Stored items
• • • • •

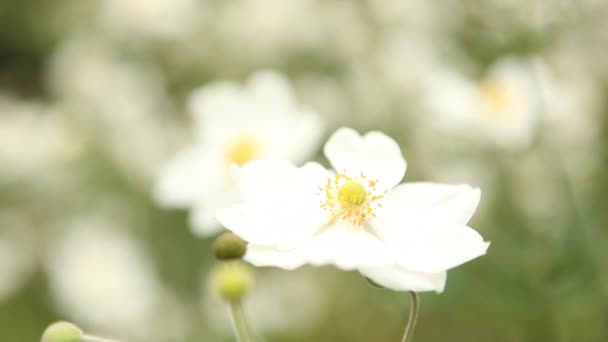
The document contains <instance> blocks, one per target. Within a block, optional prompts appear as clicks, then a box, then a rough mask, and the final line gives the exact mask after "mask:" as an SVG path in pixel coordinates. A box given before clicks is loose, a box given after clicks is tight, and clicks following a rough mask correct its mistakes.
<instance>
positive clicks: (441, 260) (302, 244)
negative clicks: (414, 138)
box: [217, 128, 488, 292]
mask: <svg viewBox="0 0 608 342" xmlns="http://www.w3.org/2000/svg"><path fill="white" fill-rule="evenodd" d="M324 152H325V155H326V157H327V158H328V159H329V161H330V163H331V164H332V166H333V167H334V169H335V170H336V171H337V173H332V172H330V171H328V170H326V169H325V168H323V167H322V166H321V165H319V164H317V163H308V164H306V165H304V166H302V167H301V168H297V167H295V166H293V165H292V164H289V163H287V162H284V161H257V162H252V163H250V164H248V165H246V166H244V167H242V168H236V167H235V168H234V176H235V177H236V179H237V181H238V183H239V189H240V191H241V201H240V202H239V203H238V204H236V205H233V206H232V207H230V208H226V209H222V210H219V211H218V213H217V217H218V219H219V220H220V222H221V223H222V224H223V225H224V226H226V227H227V228H228V229H229V230H231V231H233V232H234V233H235V234H237V235H239V236H240V237H241V238H243V239H244V240H246V241H248V242H249V246H248V250H247V253H246V255H245V260H247V261H249V262H250V263H252V264H254V265H256V266H278V267H282V268H285V269H294V268H296V267H299V266H301V265H303V264H306V263H309V264H313V265H324V264H334V265H336V266H338V267H339V268H342V269H347V270H348V269H357V270H359V271H360V272H361V273H363V274H364V275H366V276H367V277H369V278H371V279H373V280H374V281H376V282H377V283H379V284H381V285H383V286H385V287H388V288H392V289H395V290H412V291H431V290H434V291H437V292H441V291H442V290H443V288H444V285H445V281H446V271H447V270H448V269H450V268H453V267H455V266H458V265H460V264H462V263H464V262H467V261H469V260H471V259H473V258H476V257H478V256H480V255H483V254H485V252H486V249H487V247H488V243H486V242H484V241H483V239H482V237H481V236H480V235H479V234H478V233H477V232H476V231H474V230H473V229H471V228H469V227H468V226H467V225H466V224H467V222H468V221H469V219H470V218H471V216H472V215H473V213H474V212H475V209H476V207H477V204H478V202H479V196H480V192H479V189H474V188H471V187H470V186H468V185H457V186H452V185H443V184H434V183H409V184H403V185H398V184H399V182H400V181H401V179H402V178H403V176H404V174H405V169H406V162H405V160H404V159H403V157H402V155H401V150H400V148H399V146H398V145H397V143H396V142H395V141H393V140H392V139H390V138H389V137H387V136H386V135H384V134H382V133H380V132H369V133H367V134H366V135H364V136H363V137H362V136H360V135H359V134H357V132H355V131H353V130H352V129H348V128H342V129H339V130H338V131H337V132H336V133H334V135H333V136H332V137H331V138H330V139H329V141H328V142H327V144H326V145H325V149H324Z"/></svg>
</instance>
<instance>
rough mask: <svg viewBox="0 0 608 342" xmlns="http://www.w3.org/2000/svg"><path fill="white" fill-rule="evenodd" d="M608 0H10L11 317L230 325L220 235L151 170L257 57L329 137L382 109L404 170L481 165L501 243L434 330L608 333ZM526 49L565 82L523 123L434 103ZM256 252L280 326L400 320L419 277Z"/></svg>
mask: <svg viewBox="0 0 608 342" xmlns="http://www.w3.org/2000/svg"><path fill="white" fill-rule="evenodd" d="M607 5H608V4H607V3H606V2H603V1H592V0H570V1H558V0H555V1H551V0H545V1H542V0H535V1H523V0H502V1H501V0H487V1H473V0H461V1H455V0H448V1H424V0H400V1H394V0H369V1H343V0H290V1H284V0H271V1H270V0H269V1H254V0H221V1H219V0H218V1H214V0H206V1H205V0H99V1H95V0H66V1H36V0H21V1H16V0H13V1H11V0H1V1H0V340H1V341H15V342H21V341H23V342H25V341H37V340H38V339H39V336H40V334H41V332H42V331H43V330H44V328H45V327H46V326H47V325H48V324H49V323H50V322H52V321H54V320H58V319H66V320H70V321H73V322H76V323H77V324H79V325H80V326H81V327H83V328H85V329H86V330H87V331H92V332H95V333H98V334H100V335H104V336H106V335H107V336H112V337H116V338H117V339H121V340H124V341H133V342H135V341H233V340H234V337H232V334H231V332H230V326H229V324H228V323H227V322H228V321H227V316H226V308H225V307H224V306H223V305H222V304H221V303H219V302H218V300H217V298H214V296H213V294H212V293H210V292H212V291H210V290H209V289H208V286H207V284H208V280H207V278H208V275H209V273H210V271H211V269H212V268H213V266H214V265H215V264H216V262H215V261H214V260H213V257H212V255H211V251H210V246H211V243H212V238H201V237H198V236H195V235H194V234H192V233H191V231H190V228H189V224H188V212H187V211H185V210H168V209H162V208H161V207H159V205H158V204H157V203H155V201H154V199H153V197H152V195H151V193H152V188H153V185H154V181H155V179H156V177H157V175H158V172H159V170H160V169H161V168H162V166H163V165H164V163H166V162H167V160H170V158H171V157H173V156H174V155H175V154H176V153H177V151H178V150H180V148H182V147H184V146H188V144H190V143H191V141H192V139H193V138H192V134H193V127H192V126H193V125H192V113H190V112H189V111H188V109H187V106H186V102H187V98H188V95H189V94H190V93H191V92H192V90H194V89H195V88H197V87H200V86H205V85H206V84H209V82H213V81H218V80H232V81H237V82H243V81H244V80H246V79H247V78H248V77H249V76H250V75H251V74H252V73H254V72H255V71H257V70H261V69H274V70H277V71H278V72H281V73H282V74H284V75H285V77H287V78H288V79H289V80H290V82H291V83H292V85H293V87H294V92H295V94H296V97H297V99H298V101H299V102H300V103H302V104H303V105H306V106H307V107H309V108H312V109H314V110H315V111H316V112H318V113H319V115H320V116H321V117H322V119H323V120H324V123H325V126H326V127H327V130H326V132H325V133H324V134H325V137H327V136H329V134H331V132H332V131H333V129H335V128H337V127H340V126H350V127H354V128H356V129H358V130H359V131H361V132H365V131H367V130H371V129H379V130H382V131H384V132H386V133H387V134H389V135H391V136H392V137H394V138H395V139H396V140H397V141H398V142H399V143H400V144H401V147H402V150H403V152H404V155H405V157H406V159H407V160H408V174H407V176H406V180H407V181H419V180H429V181H443V182H450V183H460V182H464V183H470V184H473V185H476V186H480V187H481V188H482V194H483V195H482V204H481V206H480V208H479V210H478V212H477V213H476V215H475V216H474V219H473V222H472V223H471V226H472V227H474V228H475V229H477V230H478V231H479V232H480V233H481V234H482V235H483V236H484V238H485V239H486V240H489V241H491V242H492V245H491V247H490V249H489V251H488V254H487V255H486V256H483V257H481V258H479V259H477V260H475V261H473V262H470V263H468V264H466V265H464V266H461V267H458V268H456V269H454V270H452V271H450V272H449V277H448V283H447V286H446V290H445V292H444V293H443V294H440V295H438V294H435V293H424V294H422V296H421V300H422V311H421V316H420V319H419V326H418V328H417V331H416V334H415V340H416V341H418V342H424V341H494V342H501V341H559V342H561V341H598V342H600V341H606V340H608V268H607V266H608V248H607V246H608V206H607V205H606V202H607V200H608V195H607V194H608V176H607V175H606V172H605V170H606V167H608V150H606V146H607V144H608V116H607V115H606V113H608V102H607V101H606V100H605V99H606V94H608V87H607V85H608V83H607V81H608V63H607V62H606V56H608V26H607V23H608V21H607V20H606V18H608V6H607ZM509 56H517V58H520V59H522V60H525V61H529V62H530V64H531V65H535V66H540V65H542V68H543V70H545V71H546V72H547V74H551V75H552V76H551V78H547V80H546V82H544V83H543V84H545V85H548V88H547V89H554V88H555V89H557V88H559V89H560V90H561V91H563V93H560V94H559V95H557V96H546V97H544V96H539V97H542V98H543V99H544V101H548V102H545V103H544V106H543V108H542V109H540V110H539V113H534V115H535V122H534V124H533V125H530V126H529V127H526V128H525V134H526V139H524V140H525V143H516V144H509V143H499V144H497V143H496V142H495V141H493V140H492V138H493V137H494V136H497V135H498V134H499V133H492V134H490V135H489V137H488V135H487V134H479V133H480V132H481V133H487V131H488V129H487V128H486V126H483V125H476V124H474V123H472V124H468V125H466V131H464V134H463V131H462V129H460V128H461V127H460V126H459V127H460V128H459V129H458V131H457V132H456V129H455V130H454V131H451V130H450V129H449V127H448V128H447V129H446V127H445V126H443V125H442V126H441V127H437V125H436V122H437V121H438V119H436V117H435V116H433V115H434V114H433V113H432V110H430V109H429V107H428V106H427V104H428V102H439V103H440V102H442V101H444V96H448V95H449V94H448V95H445V94H443V92H442V91H440V90H439V89H438V88H435V87H433V86H430V88H429V87H427V85H428V84H429V82H427V81H429V79H432V78H434V77H435V74H434V72H435V71H436V70H445V69H448V70H451V71H452V72H454V73H457V74H459V75H464V76H466V77H467V78H468V79H471V80H480V79H482V78H483V77H484V76H483V75H486V74H487V72H488V70H492V66H493V65H495V62H497V61H499V60H501V59H503V58H506V57H509ZM431 84H432V82H431ZM536 95H538V94H536ZM536 95H535V96H536ZM566 97H567V98H568V99H571V100H569V102H568V103H567V104H564V103H562V102H559V101H560V100H563V99H565V98H566ZM553 101H556V102H555V103H553ZM552 111H555V112H556V113H557V112H559V113H557V114H555V113H552ZM553 114H555V115H553ZM492 129H494V128H492ZM484 131H485V132H484ZM489 131H490V132H493V131H492V130H489ZM496 132H500V134H503V133H504V132H502V131H500V129H497V131H496ZM505 134H508V132H507V133H505ZM318 152H319V154H318V160H321V161H323V157H322V155H321V153H320V152H321V151H320V150H319V151H318ZM255 274H256V277H257V278H258V282H257V283H258V285H257V287H256V293H255V294H253V295H252V296H251V298H250V300H248V301H247V302H246V303H245V309H246V311H247V312H248V313H249V314H250V315H251V316H252V320H253V321H254V323H255V325H256V328H257V330H258V331H259V332H260V334H261V335H263V336H264V337H265V339H266V340H267V341H319V342H322V341H332V342H333V341H351V342H356V341H398V340H399V339H400V337H401V334H402V329H403V327H404V325H405V321H406V316H407V312H408V309H409V296H408V295H407V293H397V292H391V291H388V290H380V289H375V288H372V287H370V286H368V285H367V284H366V283H365V281H363V279H362V278H361V276H359V275H358V274H355V273H347V272H343V271H339V270H337V269H334V268H331V267H327V268H311V267H310V268H309V267H305V268H303V269H300V270H298V271H294V272H286V271H280V270H273V269H259V270H255Z"/></svg>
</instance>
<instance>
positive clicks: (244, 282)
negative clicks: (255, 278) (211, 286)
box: [214, 262, 253, 303]
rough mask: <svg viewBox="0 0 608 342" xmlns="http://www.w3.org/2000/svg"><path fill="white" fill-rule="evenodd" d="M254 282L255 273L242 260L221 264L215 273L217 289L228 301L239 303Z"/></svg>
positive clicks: (246, 292) (222, 297)
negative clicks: (254, 274)
mask: <svg viewBox="0 0 608 342" xmlns="http://www.w3.org/2000/svg"><path fill="white" fill-rule="evenodd" d="M252 284H253V275H252V274H251V272H250V271H249V269H248V268H247V267H246V266H245V265H244V264H242V263H240V262H232V263H227V264H224V265H221V266H220V267H219V268H218V269H217V271H216V272H215V275H214V285H215V289H216V291H217V292H218V294H219V295H220V297H222V299H224V300H225V301H227V302H230V303H238V302H240V301H241V299H242V298H243V297H244V296H245V294H247V292H248V291H249V289H250V288H251V286H252Z"/></svg>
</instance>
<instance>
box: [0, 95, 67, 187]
mask: <svg viewBox="0 0 608 342" xmlns="http://www.w3.org/2000/svg"><path fill="white" fill-rule="evenodd" d="M0 112H1V113H2V115H0V164H1V165H2V167H1V168H0V178H4V177H8V178H9V179H12V178H14V177H24V175H25V176H27V175H29V176H31V175H32V174H44V173H47V172H48V170H49V168H50V167H51V166H53V165H58V164H61V163H62V162H63V161H66V160H67V159H69V157H70V156H72V155H73V153H75V152H76V151H77V150H78V146H79V144H78V140H77V139H73V138H74V136H73V135H72V134H70V132H69V130H68V127H67V125H66V124H65V122H64V121H63V119H64V118H63V117H62V116H61V115H59V114H58V113H53V112H52V110H51V109H50V108H49V107H47V106H45V105H43V104H42V103H36V102H25V101H22V100H18V99H15V98H12V97H10V96H5V95H1V94H0Z"/></svg>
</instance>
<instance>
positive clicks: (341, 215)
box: [319, 174, 384, 226]
mask: <svg viewBox="0 0 608 342" xmlns="http://www.w3.org/2000/svg"><path fill="white" fill-rule="evenodd" d="M377 183H378V180H371V179H367V177H366V176H365V175H364V174H361V175H360V176H359V177H350V176H347V175H345V174H338V175H336V176H334V177H331V178H328V179H327V183H326V184H325V186H322V187H319V190H320V195H321V197H322V200H321V208H323V209H324V210H325V211H327V212H328V213H329V214H330V221H329V224H330V225H331V224H334V223H336V222H338V221H341V220H344V221H347V222H349V223H351V224H353V225H355V226H360V225H361V224H362V223H363V222H365V221H369V220H370V219H372V218H374V217H375V216H376V214H375V211H376V209H377V208H379V207H380V206H381V205H380V203H379V200H380V199H382V198H383V197H384V196H383V193H379V192H378V190H377V189H376V184H377Z"/></svg>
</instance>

• • • • •

Your objective.
Output the lines of the data, from the start through the line containing "box: [217, 128, 488, 292]", as a JSON list of strings, one string per line, omitting blank lines. Exclude the pictures from the list.

Exercise output.
[
  "The document contains <instance> blocks, one per target. Within a block, optional prompts appear as clicks, then a box, then a rough mask, and the final line gives the exact mask after \"mask:\" as an SVG path in pixel coordinates. A box given before clicks is loose, a box given after clicks is tight, and clicks following a rough mask correct its mistakes.",
  "<instance>",
  "positive clicks: (441, 260) (302, 244)",
  "negative clicks: (414, 138)",
  "box: [217, 128, 488, 292]"
]